## Seitentext
-----
Aleppo, November 2016. Der Zorn der Aleppiner Geschäftsleute auf den Nachbarn Türkei ist groß. Betritt man die Industriekammer in der nordsyrischen Stadt, überquert man zunächst ein auf dem Boden gespanntes Transparent, das den türkischen Präsidenten Recep Tayyip Erdogan zeigt. Täglich laufen viele Schuhsohlen über den „neu-osmanischen Sultan“, wie Erdogan in Syrien auch oft genannt wird. Zeigt man in der arabischen Welt mit seinen Schuhsohlen auf jemanden, tritt oder wirft man gar damit, ist das ein starkes Zeichen für Verachtung.
Grund für die Verachtung, die Erdogan am Eingang der Aleppiner Industriekammer entgegengebracht wird, ist die Rolle die die Türkei bei der Plünderung und Zerstörung der Industrie von Aleppo gespielt hat. Die Aleppiner Geschäftsleute sind von der Verantwortung der Türkei überzeugt und haben eine Klage beim Internationalen Strafgerichtshof in Den Haag gegen das Nachbarland eingereicht.
Besonders hart getroffen hat es die Industriezone Scheich Najjar, rund 20 km nordöstlich von Aleppo. Mit mehr als 900 Fabriken im Textil- und Nahrungsmittelbereich, chemischer und medizinischer Herstellung, Plastik, Eisen- und Stahlprodukten war Scheich Najjar das Flaggschiff der syrischen Wirtschaft.
Im Dezember 2012 marschierten die Kämpfer dort ein und übernahmen etwa 80 Prozent der Fabrikanlagen. Gezielt wurde geplündert, Maschinen, Fahrzeuge, Computer und Wertstoffe wurden in die Türkei abtransportiert. „Die Grenze war ungeschützt, heute ist das doch in aller Welt bekannt. Die Kämpfer konnten über die Grenze aus der Türkei kommen und wieder zurückgehen, niemand hat sie gestört, niemand hat sie aufgehalten.“
Das Wissen über den Wert von Maschinen besorgten sich die Diebe von mitgebrachten Maschinenbauexperten. Manche dieser Ingenieure kamen aus türkischen Firmen, die zuvor mit den syrischen Geschäftspartnern kooperiert hatten. „Es wurde sehr gezielt gestohlen“, sagt Bassel Nasri, stellvertretender Präsident der Industrie- und Handelskammer in Aleppo. „In manchen Fabriken wurden nicht die Maschinen, sondern die Computer gestohlen, in denen die gesamte Produktion einprogrammiert war.“ Das Diebesgut sei nach Gaziantep, Kilis und in die Provinz Hatay verschleppt worden. Die Aleppiner Geschäftsleute haben Beweise gesammelt, umfangreich dokumentiert und dem Gericht vorgelegt. Bisher sei allerdings noch nichts geschehen, räumt Nasri ein. „Die Vorgänge bei Gericht verlaufen sehr langsam.“
„Die Industriezone Scheich Najjar war vor dem Krieg eine von 17 Industriezonen in Aleppo“, sagt Bassel Nasri, der das Komitee für Betriebe der Kunststoff- und Plastikindustrie bei der Kammer leitet. „Nageln Sie mich nicht auf den Dollar genau fest, aber jeden Morgen wurden allein aus Scheich Najjar Waren im Wert von rund 5 Millionen US-Dollar in alle Welt exportiert.
-----
## Aufgabenstellung
a) Aktualisiere bitte im Bericht über Aleppo alles von „Grund für die“ bis hinunter zu „das Nachbarland eingereicht.“ und setze dabei „Beschwerde“ an die Stelle von „Klage“.
b) Wie viele Fabriken zählte die Industriezone Scheich Najjar laut dem Bericht über Aleppo?
Das folgende Material hat mit dem Bericht über Aleppo nichts zu tun.

## Aufzeichnungen zu markierten Punkten
-----
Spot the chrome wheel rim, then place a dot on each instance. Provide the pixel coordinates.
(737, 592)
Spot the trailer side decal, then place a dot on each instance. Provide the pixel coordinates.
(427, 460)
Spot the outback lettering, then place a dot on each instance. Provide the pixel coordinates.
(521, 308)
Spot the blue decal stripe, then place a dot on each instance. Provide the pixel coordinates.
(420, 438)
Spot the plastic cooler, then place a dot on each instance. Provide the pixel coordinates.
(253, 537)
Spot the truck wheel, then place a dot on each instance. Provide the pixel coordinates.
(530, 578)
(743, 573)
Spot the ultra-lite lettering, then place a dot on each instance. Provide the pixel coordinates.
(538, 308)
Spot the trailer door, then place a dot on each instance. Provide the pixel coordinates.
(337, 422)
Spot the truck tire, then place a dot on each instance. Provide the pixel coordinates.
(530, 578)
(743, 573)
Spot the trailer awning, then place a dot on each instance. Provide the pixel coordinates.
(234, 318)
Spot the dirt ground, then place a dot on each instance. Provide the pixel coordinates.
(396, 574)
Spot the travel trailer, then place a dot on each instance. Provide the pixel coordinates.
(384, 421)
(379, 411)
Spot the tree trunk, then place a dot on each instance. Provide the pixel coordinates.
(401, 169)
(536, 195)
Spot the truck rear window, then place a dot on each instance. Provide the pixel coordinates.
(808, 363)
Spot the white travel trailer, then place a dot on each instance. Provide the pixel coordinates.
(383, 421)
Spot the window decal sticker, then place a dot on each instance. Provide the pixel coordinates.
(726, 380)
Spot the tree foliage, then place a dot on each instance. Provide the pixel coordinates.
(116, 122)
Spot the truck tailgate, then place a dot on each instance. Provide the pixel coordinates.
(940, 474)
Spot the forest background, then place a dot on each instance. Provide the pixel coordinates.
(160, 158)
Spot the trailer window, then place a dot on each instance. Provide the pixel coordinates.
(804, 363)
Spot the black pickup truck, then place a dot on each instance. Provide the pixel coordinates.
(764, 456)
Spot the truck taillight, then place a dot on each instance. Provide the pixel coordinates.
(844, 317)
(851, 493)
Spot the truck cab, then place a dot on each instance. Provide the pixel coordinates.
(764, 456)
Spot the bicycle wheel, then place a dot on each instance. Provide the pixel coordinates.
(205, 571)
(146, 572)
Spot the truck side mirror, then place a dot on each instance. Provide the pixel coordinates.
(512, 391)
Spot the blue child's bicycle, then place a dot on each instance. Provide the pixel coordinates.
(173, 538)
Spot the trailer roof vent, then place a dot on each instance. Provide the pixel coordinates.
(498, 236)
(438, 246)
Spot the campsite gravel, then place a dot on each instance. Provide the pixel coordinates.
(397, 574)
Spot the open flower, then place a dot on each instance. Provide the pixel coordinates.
-----
## Musterlösungen
a)
Grund für die Verachtung, die Erdogan am Eingang der Aleppiner Industriekammer entgegengebracht wird, ist die Rolle die die Türkei bei der Plünderung und Zerstörung der Industrie von Aleppo gespielt hat. Die Aleppiner Geschäftsleute sind von der Verantwortung der Türkei überzeugt und haben eine Beschwerde beim Internationalen Strafgerichtshof in Den Haag gegen das Nachbarland eingereicht.

b) Mehr als 900 Fabriken.